- Excerpt from a dataset:

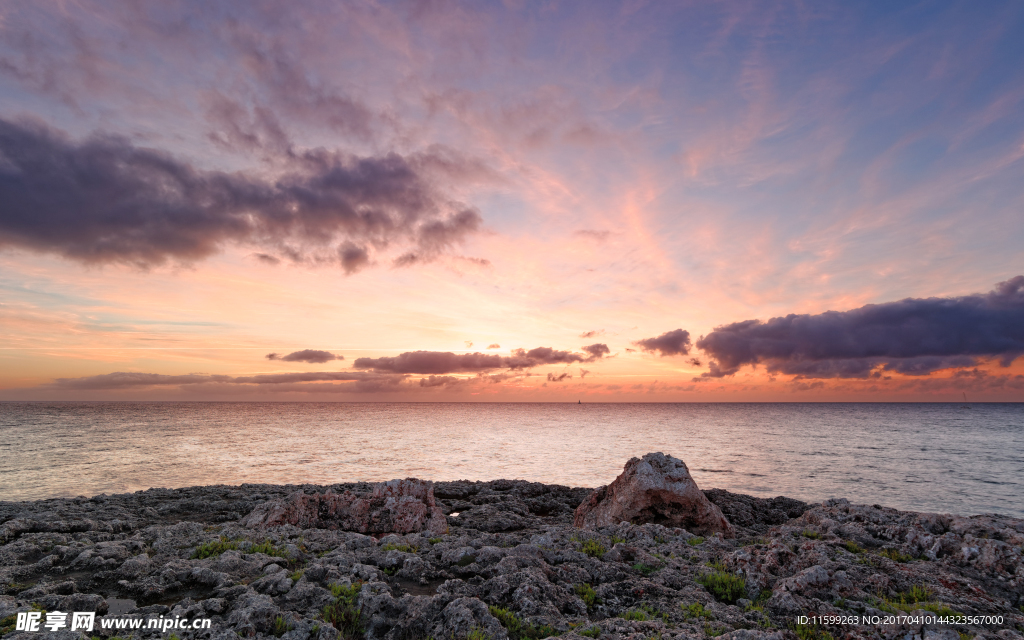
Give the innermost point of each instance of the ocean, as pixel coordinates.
(922, 457)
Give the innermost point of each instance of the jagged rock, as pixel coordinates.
(395, 506)
(653, 488)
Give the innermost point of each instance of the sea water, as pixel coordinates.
(922, 457)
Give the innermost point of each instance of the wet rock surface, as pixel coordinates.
(654, 488)
(509, 565)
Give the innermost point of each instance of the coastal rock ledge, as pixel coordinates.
(654, 488)
(393, 507)
(270, 561)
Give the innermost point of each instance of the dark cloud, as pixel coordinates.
(431, 363)
(306, 355)
(912, 337)
(448, 363)
(675, 342)
(439, 381)
(105, 200)
(353, 257)
(126, 380)
(597, 350)
(521, 358)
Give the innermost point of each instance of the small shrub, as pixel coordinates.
(267, 548)
(593, 549)
(725, 587)
(281, 627)
(215, 548)
(695, 611)
(342, 613)
(896, 555)
(518, 629)
(401, 548)
(646, 569)
(587, 594)
(635, 614)
(477, 634)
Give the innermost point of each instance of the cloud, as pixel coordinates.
(127, 380)
(446, 363)
(439, 381)
(104, 200)
(431, 363)
(675, 342)
(912, 336)
(306, 355)
(521, 358)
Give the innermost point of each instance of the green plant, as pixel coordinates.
(593, 548)
(587, 593)
(342, 613)
(725, 587)
(695, 611)
(811, 632)
(215, 548)
(896, 555)
(267, 548)
(646, 569)
(477, 634)
(401, 548)
(519, 629)
(281, 627)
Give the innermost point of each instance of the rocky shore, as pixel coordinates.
(645, 557)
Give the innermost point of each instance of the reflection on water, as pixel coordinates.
(921, 457)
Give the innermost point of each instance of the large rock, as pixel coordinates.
(653, 488)
(393, 507)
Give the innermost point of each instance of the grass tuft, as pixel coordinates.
(725, 587)
(594, 549)
(342, 613)
(587, 594)
(519, 629)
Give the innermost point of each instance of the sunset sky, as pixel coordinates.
(512, 201)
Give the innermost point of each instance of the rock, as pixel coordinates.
(396, 506)
(653, 488)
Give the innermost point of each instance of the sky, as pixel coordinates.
(550, 201)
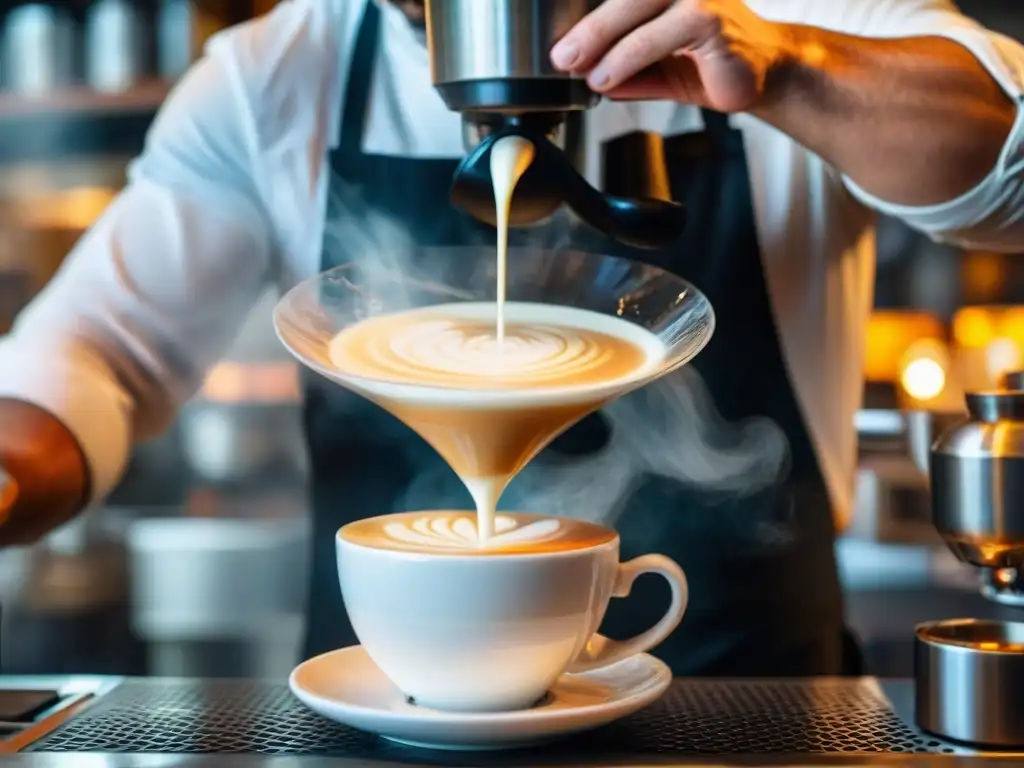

- Set problem:
Change "pixel coordinates" to "image coordinates" in the records from the line containing "Give the innermost point of each instance of the rocky" through the end of the records, inclusive. Write out those lines again with nothing else altered, and leave the pictures out.

- Response to this task:
Give the innermost point of each instance of the rocky shore, as image coordinates.
(645, 557)
Give the innermost point of each instance of the reflection on water, as image coordinates.
(921, 457)
Give the innermost point of each instance of the large rock, as image coordinates.
(653, 488)
(393, 507)
Give the innermost point of each instance of the grass tuft, as image coordinates.
(725, 587)
(594, 549)
(342, 613)
(587, 594)
(519, 629)
Give the innermost point of each instance of the sunset sky, as image coordinates.
(512, 201)
Give the innermost point of each instance of the rock, as image coordinates.
(396, 506)
(653, 488)
Give the innermost point of each instance of the sky, as image coordinates.
(550, 201)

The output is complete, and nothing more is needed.